Chi vorrà rappresentare queste istanze potrà intascare un cospicuo dividendo elettorale pagato da tutti i cesari del mondo e che farebbe tornare a crescere l’utilità marginale di una politica, altrimenti marginale.

Daje Signori, il tempo stringe. Queste “nuove opzioni” che fino a ieri dovevano riparare il danno generato all’economia da una stagnazione congenita, oggi possono farsi antidoto economico/produttivo affinché la pandemia Covid-19 non degeneri in quella della penuria. A proposito, nel tempo poi della Green Economy si può addirittura strafare: estrarre reddito per rifocillare il potere d’acquisto dal valore dalla risorsa rifiuto/riciclo che, nell’economia circolare, sta nella proprietà dei Consumatori.

Beh, allora, evviva l’economia circolare. Dunque ok, se con Circular Economy si intende quel termine generico che  definisce un sistema  pensato per potersi rigenerare in autonomia. Bene appunto poiché quell’impronta ecologica sempre più profonda, che lascia segni indelebili, sconquassa la Terra.

Nel 1976 in un rapporto presentato alla Commissione europea, dal titolo “The Potential for Substituting Manpower for Energy”, Walter Stahel e Genevieve Reday delinearono la visione di un’economia circolare e il suo impatto sulla creazione di posti di lavoro, risparmio di risorse e riduzione dei rifiuti. Ci misero del tempo, quelli dell’Ue, poi si convinsero. Fecero un piano strategico per il 2014/2020. Veniva previsto il passaggio dall’economia lineare, basata sulla produzione di scarti, a quella circolare incentrata sul riuso e il riciclo. Dunque, circolare, come l’Economia dei consumi.

Quelli dell’Harvard Business Review daranno le indicazioni: “Non si tratta di fare di più con meno, quanto fare di più con ciò di cui si dispone”. Bene, allora, pronti? Via! Le imprese devono riorganizzare la produzione per questo cambio di paradigma, i consumatori devono invece reclamare. Sì, reclamare. “Se il rifiuto diventa una risorsa, noi ne siamo i titolari”: con il possesso dello scontrino del prezzo pagato; nel prelievo Iva sulla merce acquistata poi nell’averla consumata e con la Tari pagata!

COMPITI ASSEGNATI:
1) Secondo il testo sull'economia circolare, in che anno Walter Stahel e Genevieve Reday presentarono il loro rapporto alla Commissione europea?
2) Scrivi il seguito del testo sull'economia circolare, partendo subito dopo la sua ultima frase.

DATI ESTRATTI:
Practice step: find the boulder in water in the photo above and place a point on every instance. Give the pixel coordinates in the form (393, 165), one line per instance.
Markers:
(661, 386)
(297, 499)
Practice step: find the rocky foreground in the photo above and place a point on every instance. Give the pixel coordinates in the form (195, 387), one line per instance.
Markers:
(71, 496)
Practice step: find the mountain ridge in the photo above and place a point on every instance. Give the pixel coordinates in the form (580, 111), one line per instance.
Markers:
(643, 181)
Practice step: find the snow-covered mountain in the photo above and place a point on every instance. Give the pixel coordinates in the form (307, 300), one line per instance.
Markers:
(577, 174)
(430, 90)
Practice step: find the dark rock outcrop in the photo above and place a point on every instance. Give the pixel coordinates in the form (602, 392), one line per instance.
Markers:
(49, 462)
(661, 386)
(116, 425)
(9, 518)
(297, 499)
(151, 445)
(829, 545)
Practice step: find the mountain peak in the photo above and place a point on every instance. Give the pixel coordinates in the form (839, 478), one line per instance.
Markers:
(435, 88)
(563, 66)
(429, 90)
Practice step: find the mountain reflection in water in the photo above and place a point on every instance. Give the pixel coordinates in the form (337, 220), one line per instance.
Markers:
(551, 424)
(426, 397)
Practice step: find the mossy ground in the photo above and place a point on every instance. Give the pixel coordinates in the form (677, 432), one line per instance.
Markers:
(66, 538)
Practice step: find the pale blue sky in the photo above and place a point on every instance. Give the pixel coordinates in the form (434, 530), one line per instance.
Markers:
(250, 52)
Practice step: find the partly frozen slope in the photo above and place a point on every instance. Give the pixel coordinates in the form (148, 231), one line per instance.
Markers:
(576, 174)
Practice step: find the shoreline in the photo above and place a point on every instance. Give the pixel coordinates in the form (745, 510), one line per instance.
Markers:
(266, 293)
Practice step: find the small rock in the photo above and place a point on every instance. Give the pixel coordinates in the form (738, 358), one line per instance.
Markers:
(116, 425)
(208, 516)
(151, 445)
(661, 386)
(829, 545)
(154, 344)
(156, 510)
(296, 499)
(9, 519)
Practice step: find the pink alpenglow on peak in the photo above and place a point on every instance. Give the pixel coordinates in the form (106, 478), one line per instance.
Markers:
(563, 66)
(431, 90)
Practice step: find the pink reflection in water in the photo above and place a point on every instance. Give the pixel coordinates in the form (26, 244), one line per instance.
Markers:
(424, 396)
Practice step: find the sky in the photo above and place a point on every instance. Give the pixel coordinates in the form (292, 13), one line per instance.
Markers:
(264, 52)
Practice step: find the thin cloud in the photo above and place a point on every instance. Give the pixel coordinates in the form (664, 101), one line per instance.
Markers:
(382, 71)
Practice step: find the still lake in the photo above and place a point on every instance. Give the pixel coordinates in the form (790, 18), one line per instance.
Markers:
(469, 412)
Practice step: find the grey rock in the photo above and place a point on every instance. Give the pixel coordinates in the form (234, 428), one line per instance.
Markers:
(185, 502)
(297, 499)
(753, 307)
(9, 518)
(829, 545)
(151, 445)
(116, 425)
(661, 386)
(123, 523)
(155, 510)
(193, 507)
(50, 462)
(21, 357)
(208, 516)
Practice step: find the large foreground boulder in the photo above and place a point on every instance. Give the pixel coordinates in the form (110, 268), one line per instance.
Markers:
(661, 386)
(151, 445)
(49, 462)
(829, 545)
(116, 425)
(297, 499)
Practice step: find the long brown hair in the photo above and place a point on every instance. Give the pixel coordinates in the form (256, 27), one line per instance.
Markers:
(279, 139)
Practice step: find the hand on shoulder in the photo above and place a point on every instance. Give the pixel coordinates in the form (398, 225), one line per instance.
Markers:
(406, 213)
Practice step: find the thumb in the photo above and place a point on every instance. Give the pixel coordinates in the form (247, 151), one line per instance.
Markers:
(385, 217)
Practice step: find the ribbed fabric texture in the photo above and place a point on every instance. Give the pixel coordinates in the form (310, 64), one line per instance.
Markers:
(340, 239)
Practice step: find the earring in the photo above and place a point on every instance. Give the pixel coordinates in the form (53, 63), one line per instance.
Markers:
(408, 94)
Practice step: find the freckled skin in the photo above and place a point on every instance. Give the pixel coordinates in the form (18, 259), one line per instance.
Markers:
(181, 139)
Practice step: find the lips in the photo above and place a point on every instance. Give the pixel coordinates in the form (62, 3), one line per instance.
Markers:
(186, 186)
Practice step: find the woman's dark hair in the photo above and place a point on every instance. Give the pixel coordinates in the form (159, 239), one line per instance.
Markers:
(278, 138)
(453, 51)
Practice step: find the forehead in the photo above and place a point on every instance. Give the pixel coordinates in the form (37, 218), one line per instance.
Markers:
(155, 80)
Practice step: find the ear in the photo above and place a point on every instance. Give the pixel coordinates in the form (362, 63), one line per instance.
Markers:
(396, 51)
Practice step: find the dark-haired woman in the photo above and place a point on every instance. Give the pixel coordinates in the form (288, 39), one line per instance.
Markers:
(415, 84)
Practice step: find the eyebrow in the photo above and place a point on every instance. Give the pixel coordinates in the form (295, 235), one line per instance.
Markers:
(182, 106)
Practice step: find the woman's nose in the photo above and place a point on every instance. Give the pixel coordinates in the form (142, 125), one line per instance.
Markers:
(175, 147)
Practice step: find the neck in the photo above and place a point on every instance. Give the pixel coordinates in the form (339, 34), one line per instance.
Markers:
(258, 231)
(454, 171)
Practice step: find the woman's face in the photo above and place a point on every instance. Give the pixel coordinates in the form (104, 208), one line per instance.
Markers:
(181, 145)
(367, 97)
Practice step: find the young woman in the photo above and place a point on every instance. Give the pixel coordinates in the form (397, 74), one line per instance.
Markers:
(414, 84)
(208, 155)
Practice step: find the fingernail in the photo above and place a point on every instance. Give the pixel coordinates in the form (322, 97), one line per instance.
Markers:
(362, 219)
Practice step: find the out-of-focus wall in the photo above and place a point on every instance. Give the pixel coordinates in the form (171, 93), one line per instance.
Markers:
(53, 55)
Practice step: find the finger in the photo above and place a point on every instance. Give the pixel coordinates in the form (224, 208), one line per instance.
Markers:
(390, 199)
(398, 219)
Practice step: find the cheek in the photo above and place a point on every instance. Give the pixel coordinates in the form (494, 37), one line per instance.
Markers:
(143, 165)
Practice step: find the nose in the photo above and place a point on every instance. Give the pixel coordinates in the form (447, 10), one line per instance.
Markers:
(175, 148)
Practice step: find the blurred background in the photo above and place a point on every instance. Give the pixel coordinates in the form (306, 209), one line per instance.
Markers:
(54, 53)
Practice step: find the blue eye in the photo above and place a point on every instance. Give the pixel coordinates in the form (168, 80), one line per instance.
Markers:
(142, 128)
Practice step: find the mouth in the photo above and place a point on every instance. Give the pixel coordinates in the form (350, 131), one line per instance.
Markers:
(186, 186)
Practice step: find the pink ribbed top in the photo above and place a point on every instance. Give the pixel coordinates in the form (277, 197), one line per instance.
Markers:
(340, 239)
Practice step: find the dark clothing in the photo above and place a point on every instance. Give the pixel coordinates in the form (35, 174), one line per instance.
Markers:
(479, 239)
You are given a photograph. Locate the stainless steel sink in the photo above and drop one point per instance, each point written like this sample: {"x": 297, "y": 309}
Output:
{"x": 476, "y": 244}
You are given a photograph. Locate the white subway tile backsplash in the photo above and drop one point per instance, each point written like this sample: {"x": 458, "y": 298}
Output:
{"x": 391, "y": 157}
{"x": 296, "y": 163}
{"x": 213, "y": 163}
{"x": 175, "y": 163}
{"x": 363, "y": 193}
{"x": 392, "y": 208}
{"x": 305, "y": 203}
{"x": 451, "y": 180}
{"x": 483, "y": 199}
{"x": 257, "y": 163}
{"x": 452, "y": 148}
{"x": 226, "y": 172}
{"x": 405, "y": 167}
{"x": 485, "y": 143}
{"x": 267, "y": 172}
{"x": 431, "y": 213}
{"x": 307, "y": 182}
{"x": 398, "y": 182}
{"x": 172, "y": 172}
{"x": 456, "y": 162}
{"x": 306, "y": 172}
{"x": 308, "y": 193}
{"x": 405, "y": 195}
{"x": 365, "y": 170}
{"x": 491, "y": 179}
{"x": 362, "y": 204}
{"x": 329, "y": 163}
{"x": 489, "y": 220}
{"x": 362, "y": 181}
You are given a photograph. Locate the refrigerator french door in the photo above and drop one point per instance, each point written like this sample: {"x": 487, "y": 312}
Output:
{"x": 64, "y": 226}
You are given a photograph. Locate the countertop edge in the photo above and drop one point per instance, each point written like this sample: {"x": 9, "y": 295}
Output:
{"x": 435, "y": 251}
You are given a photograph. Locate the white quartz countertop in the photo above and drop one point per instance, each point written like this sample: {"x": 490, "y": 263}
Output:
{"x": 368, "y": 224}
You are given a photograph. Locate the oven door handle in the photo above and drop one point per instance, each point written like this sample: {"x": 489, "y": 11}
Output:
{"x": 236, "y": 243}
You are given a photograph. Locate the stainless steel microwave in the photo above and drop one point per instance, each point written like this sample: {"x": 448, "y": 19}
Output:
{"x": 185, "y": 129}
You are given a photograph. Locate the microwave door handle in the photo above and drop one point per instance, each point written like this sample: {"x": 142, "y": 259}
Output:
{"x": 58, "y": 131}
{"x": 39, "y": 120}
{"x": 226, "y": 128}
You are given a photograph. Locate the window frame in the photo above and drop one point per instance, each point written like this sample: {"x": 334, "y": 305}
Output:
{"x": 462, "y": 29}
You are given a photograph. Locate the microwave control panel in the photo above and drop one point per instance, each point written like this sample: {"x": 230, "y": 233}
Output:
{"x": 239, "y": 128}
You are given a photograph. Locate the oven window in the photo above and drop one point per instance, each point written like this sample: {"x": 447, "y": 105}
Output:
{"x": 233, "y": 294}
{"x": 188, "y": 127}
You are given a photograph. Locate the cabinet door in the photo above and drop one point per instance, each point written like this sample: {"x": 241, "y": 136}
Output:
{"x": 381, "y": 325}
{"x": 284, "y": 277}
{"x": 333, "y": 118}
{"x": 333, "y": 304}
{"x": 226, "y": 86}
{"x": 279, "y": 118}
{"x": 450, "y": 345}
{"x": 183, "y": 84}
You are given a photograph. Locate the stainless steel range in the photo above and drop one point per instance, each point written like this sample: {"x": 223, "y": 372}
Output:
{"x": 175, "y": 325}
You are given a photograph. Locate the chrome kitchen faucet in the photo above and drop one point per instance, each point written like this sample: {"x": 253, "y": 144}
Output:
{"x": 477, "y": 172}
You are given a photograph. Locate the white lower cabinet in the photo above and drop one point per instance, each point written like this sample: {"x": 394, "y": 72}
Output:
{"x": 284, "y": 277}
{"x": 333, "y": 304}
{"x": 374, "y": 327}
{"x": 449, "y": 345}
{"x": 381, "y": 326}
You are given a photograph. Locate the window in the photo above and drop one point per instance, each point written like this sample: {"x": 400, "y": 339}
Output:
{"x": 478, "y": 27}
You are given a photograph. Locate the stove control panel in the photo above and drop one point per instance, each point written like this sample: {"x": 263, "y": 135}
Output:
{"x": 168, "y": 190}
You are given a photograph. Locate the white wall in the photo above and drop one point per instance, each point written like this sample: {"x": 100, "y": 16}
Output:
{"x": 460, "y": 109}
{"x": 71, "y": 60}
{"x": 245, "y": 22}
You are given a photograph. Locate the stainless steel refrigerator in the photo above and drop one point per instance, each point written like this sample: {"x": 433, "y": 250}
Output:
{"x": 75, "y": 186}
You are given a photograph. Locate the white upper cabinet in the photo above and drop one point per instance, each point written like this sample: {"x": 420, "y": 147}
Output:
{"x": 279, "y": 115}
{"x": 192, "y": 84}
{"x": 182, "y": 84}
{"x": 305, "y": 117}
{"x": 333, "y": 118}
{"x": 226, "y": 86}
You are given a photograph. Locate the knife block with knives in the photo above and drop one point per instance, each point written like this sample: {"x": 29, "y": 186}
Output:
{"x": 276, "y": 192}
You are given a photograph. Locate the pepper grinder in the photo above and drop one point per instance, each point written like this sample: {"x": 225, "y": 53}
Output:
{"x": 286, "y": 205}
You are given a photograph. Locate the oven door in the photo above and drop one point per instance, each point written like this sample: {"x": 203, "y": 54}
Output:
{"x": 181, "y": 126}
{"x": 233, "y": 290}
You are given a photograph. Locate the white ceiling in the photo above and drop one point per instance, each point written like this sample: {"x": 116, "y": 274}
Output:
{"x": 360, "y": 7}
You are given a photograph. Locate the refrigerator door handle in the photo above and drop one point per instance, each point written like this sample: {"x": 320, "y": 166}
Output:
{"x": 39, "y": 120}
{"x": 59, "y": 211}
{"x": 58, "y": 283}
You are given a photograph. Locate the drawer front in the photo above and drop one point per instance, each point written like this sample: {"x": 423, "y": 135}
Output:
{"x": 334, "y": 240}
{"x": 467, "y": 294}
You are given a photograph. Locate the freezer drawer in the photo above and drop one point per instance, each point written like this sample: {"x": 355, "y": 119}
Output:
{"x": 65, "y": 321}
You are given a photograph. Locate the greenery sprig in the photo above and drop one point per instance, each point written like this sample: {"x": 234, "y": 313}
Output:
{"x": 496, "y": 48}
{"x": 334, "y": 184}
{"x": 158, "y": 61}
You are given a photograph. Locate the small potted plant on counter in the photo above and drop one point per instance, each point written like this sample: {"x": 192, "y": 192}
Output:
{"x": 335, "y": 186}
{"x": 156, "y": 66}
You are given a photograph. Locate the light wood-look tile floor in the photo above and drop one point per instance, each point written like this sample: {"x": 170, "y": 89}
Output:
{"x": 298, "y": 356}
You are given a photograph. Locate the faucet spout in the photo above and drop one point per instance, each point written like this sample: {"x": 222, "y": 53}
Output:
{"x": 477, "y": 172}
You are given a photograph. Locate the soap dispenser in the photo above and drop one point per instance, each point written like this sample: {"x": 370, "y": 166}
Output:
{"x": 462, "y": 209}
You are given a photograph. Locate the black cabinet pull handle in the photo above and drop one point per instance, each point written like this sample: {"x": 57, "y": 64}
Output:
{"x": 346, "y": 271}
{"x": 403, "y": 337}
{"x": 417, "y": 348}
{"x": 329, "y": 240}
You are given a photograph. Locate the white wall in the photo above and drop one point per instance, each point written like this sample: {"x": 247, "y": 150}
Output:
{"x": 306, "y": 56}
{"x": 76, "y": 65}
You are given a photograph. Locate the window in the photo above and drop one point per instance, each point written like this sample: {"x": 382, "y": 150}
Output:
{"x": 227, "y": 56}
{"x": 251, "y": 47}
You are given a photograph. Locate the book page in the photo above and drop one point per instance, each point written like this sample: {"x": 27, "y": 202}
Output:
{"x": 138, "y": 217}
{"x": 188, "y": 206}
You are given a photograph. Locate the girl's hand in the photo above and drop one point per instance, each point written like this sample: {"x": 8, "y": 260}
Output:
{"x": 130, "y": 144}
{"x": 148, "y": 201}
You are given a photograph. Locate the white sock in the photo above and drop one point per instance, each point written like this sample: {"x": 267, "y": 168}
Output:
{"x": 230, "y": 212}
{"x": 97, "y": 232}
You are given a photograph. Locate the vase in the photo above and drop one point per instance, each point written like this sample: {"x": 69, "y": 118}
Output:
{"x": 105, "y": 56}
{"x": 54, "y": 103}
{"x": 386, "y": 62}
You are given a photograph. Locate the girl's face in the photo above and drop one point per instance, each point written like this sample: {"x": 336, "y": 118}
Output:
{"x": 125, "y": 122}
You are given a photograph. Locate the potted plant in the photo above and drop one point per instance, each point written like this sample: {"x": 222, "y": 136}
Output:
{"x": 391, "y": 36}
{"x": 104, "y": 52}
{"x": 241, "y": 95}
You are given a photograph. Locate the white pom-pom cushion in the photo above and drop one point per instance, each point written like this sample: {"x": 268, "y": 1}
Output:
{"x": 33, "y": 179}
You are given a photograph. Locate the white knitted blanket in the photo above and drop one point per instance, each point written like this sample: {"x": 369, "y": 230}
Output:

RISPOSTE AI COMPITI:
1) Nel 1976.

2)
Dopo il possesso, tocca alla strategia: lo scarto è la materia prima, l’impresa la trasforma in materiale, il mercato ne fa merce; venduta si guadagna. Consumer2Business! Poi la tattica: con la gestione attiva della domanda selezioniamo gli acquisti compatibili, con il processo di consumazione ottimizziamo lo scarto, al mercato lo vendiamo; con il guadagno aumentiamo il potere d’acquisto, teniamo attivo un ciclo economico pure virtuoso. Ottimo! Migliora la produttività del sistema, migliora pure il valore economico generato; una mano lava l’altra, tutte e due puliscono la terra!

Con la Ditta “Circular-E” viene accorciata la catena produttiva riducendo la dispersione del valore; perdono una posizione le imprese, ne acquistano una i consumatori. Dopo tanta gloria, una domanda: e se, con la totale automazione dei processi di trasformazione, l’intera filiera produttiva diventasse per intero “cosa nostra”? Sì, Consumer2Consumer!

Bene, se non è vanagloria, in questa direzione sembra compiersi l’impresa: oltre la pandemia/tua/sua, con il Capitalismo dei consumatori e senza dover cambiare gli assetti proprietari.

(1) L’Intelligenza Artificiale consente di attrezzare dispositivi software/algoritmo che rendono possibile poter misurare, in tempo reale, il contributo produttivo fornito dai diversi fattori alla generazione della ricchezza: produzione, fatturato, magazzino e profitto; la produttività del capitale impiegato, quella del lavoro il merito del remunero, infine l’eventuale resto. Sì, quel resto che, in presenza di bip di sistema, segnalando un gap nell’out-put, deve poter remunerare il merito produttivo di quel fattore finora non remunerato; quell’esercizio di consumazione che, attivato, tiene attivo il ciclo. Dunque, tocca render dinamico quell’altrimenti anchilosato, meccanismo di allocazione/riallocazione della ricchezza ai fattori, per misurarne l’azione produttiva e il prezzo di mercato.